[Referring expression data]
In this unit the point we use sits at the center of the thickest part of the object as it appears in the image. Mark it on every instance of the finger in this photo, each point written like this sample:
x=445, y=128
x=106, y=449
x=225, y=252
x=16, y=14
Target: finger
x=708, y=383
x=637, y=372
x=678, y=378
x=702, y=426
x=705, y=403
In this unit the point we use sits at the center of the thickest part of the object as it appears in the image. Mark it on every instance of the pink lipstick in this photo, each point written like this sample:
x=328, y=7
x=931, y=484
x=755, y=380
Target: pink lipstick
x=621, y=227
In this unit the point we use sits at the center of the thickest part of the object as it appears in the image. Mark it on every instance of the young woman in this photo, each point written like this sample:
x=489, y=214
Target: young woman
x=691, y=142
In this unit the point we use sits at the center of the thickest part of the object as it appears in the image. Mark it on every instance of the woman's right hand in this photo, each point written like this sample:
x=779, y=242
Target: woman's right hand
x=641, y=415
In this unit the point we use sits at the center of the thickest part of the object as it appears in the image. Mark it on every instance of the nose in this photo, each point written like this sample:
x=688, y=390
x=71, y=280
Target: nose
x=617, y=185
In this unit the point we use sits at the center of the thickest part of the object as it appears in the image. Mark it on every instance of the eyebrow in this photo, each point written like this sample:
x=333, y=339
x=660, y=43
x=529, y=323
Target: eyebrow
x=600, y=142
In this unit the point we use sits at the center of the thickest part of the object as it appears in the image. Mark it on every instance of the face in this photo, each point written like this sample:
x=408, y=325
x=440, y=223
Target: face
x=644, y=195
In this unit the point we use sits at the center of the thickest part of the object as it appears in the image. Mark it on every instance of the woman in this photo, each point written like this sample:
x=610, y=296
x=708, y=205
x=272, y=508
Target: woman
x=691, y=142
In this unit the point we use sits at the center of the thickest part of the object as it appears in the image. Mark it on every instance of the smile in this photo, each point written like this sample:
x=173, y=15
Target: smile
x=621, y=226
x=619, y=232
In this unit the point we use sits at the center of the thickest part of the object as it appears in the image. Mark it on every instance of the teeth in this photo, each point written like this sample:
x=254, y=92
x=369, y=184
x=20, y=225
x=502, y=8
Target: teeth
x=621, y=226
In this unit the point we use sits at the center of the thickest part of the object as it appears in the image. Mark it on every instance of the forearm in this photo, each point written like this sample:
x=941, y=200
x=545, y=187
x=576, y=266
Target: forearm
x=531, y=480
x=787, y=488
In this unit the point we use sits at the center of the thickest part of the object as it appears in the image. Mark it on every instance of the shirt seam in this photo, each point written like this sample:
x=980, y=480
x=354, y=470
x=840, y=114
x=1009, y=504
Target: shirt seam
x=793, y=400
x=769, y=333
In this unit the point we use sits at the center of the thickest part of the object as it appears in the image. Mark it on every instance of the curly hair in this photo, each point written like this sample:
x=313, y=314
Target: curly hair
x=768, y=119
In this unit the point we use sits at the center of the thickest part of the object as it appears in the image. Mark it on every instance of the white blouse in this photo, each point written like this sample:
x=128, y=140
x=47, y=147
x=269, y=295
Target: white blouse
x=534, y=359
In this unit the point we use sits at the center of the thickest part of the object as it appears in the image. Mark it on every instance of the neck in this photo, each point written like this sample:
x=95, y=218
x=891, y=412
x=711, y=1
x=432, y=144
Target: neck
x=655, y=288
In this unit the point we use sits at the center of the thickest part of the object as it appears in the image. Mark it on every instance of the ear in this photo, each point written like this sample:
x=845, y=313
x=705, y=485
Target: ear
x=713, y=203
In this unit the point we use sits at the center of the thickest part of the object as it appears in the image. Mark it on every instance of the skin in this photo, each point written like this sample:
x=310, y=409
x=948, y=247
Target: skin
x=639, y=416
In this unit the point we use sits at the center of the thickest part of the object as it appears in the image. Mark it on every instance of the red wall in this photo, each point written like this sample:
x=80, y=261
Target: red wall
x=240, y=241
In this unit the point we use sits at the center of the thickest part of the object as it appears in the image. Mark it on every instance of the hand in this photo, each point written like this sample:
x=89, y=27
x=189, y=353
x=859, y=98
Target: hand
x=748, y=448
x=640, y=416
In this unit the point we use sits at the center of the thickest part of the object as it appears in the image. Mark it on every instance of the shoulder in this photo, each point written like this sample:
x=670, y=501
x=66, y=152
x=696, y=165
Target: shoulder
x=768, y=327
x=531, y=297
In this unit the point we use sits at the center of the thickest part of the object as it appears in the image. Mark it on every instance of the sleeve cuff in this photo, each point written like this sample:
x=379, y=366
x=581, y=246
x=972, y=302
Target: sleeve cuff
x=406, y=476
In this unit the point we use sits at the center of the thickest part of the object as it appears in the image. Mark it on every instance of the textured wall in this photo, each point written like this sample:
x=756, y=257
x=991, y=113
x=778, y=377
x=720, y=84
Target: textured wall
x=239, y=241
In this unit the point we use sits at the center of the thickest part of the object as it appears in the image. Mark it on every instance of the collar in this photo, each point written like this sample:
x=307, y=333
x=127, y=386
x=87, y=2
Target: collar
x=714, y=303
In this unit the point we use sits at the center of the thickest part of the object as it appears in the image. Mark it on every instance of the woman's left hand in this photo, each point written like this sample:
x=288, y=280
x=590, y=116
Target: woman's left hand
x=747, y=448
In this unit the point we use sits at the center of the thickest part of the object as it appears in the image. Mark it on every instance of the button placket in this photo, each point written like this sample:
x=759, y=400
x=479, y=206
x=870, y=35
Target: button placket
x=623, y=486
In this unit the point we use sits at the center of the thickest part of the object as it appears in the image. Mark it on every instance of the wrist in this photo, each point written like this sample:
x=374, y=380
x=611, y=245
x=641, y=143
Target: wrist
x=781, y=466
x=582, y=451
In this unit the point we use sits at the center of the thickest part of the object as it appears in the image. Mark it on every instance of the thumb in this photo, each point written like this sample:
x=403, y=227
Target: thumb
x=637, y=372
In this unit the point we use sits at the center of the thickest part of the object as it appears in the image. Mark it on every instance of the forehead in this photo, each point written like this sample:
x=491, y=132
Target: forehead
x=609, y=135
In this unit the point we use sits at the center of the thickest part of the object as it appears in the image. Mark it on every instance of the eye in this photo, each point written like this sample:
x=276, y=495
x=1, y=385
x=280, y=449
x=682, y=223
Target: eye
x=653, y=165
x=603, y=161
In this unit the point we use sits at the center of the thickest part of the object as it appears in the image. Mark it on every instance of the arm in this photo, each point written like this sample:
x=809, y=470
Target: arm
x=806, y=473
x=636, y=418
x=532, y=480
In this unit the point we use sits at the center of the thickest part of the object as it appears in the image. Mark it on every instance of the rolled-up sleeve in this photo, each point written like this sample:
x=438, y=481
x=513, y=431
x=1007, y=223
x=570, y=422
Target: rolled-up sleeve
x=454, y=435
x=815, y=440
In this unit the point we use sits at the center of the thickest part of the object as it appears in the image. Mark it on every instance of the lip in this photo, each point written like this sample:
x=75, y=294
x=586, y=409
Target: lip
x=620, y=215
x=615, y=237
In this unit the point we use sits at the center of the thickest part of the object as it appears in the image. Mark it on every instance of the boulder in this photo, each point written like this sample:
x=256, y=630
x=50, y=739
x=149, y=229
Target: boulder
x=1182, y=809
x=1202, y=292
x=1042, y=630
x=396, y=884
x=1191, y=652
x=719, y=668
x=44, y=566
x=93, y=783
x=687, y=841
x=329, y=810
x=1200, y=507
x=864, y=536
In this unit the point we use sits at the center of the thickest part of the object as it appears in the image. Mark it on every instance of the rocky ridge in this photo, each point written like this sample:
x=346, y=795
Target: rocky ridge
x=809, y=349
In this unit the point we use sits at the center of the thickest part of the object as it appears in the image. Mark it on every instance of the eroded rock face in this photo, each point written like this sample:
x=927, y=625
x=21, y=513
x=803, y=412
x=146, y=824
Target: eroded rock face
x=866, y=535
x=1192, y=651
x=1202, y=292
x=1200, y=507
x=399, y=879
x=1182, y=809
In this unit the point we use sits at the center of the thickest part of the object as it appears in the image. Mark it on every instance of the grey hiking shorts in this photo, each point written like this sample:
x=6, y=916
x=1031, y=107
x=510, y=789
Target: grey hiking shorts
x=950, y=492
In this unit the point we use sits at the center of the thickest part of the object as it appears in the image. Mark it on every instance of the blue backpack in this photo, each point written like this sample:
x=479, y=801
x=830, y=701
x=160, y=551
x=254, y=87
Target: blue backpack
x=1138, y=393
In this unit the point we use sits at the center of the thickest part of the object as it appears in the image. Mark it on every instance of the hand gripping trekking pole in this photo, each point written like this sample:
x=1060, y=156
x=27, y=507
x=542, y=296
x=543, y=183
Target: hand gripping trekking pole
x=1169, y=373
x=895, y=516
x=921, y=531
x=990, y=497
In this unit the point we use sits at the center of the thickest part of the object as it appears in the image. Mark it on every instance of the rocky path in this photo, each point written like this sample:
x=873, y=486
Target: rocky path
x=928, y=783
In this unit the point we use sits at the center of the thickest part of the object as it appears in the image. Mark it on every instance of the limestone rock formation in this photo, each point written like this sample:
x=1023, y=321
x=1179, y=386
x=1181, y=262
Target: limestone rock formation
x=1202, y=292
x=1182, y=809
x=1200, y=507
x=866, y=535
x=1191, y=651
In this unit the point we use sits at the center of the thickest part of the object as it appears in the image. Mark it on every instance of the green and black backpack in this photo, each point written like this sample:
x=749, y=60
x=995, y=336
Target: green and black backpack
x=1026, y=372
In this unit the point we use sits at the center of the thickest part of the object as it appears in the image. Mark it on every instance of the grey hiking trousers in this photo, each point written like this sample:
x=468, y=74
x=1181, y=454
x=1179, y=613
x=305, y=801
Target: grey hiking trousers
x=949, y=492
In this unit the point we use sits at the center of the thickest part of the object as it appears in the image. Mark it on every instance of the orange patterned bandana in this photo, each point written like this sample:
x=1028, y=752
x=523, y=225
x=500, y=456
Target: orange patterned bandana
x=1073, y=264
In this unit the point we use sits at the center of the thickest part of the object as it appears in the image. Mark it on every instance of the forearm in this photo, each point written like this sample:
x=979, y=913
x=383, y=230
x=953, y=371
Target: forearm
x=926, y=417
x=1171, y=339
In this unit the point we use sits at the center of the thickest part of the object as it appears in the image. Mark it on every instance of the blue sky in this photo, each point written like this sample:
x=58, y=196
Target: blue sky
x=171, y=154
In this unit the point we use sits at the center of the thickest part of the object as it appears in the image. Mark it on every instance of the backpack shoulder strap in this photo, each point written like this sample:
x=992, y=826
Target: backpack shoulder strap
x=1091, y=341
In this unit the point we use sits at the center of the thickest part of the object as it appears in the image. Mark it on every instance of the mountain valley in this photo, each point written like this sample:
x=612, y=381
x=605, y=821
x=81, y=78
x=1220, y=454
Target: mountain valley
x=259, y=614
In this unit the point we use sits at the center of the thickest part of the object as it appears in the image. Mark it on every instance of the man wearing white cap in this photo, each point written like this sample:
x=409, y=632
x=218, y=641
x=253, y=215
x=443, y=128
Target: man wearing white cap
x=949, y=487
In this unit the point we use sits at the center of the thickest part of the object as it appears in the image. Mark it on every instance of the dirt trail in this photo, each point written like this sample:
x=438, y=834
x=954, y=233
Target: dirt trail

- **What this task involves**: Looking at the records above, return exactly the lines from the line with "x=333, y=339" to the line with "x=840, y=114", both ends included.

- **Result for this task**:
x=333, y=339
x=660, y=43
x=529, y=323
Target: eyebrow
x=600, y=142
In this unit the point we use sits at the center of the thickest part of the object as it appears in the image. Mark it on every instance of the face in this photo, each point written like this sample:
x=408, y=325
x=440, y=223
Target: face
x=644, y=195
In this unit the point we use sits at the center of the thickest part of the object as it appears in the image. Mark it on every instance of the woman in this photo, each point written like this sample:
x=610, y=296
x=708, y=205
x=272, y=508
Target: woman
x=691, y=142
In this unit the point we use sits at the center of the thickest part of the object as it appears in the image. Mark it on every instance of the smile in this photo, each point written like this sample:
x=173, y=15
Target: smile
x=621, y=226
x=619, y=232
In this unit the point we use sits at the center of the thickest part of the object as it appears in the image. Mark it on every instance of the teeth in this photo, each point written like this sample:
x=254, y=92
x=369, y=184
x=20, y=225
x=502, y=8
Target: teeth
x=621, y=226
In this unit the point we use sits at the center of the thickest part of the object as it appears in the image. Mark it on every instance of the forearm in this photo, each point written like this sample:
x=941, y=200
x=545, y=187
x=576, y=266
Target: forearm
x=531, y=480
x=787, y=488
In this unit the point we use sits at the center of the thickest part of the object as it appears in the image. Mark it on every instance of the shirt seam in this photo, each point written like this sample:
x=980, y=480
x=354, y=470
x=840, y=114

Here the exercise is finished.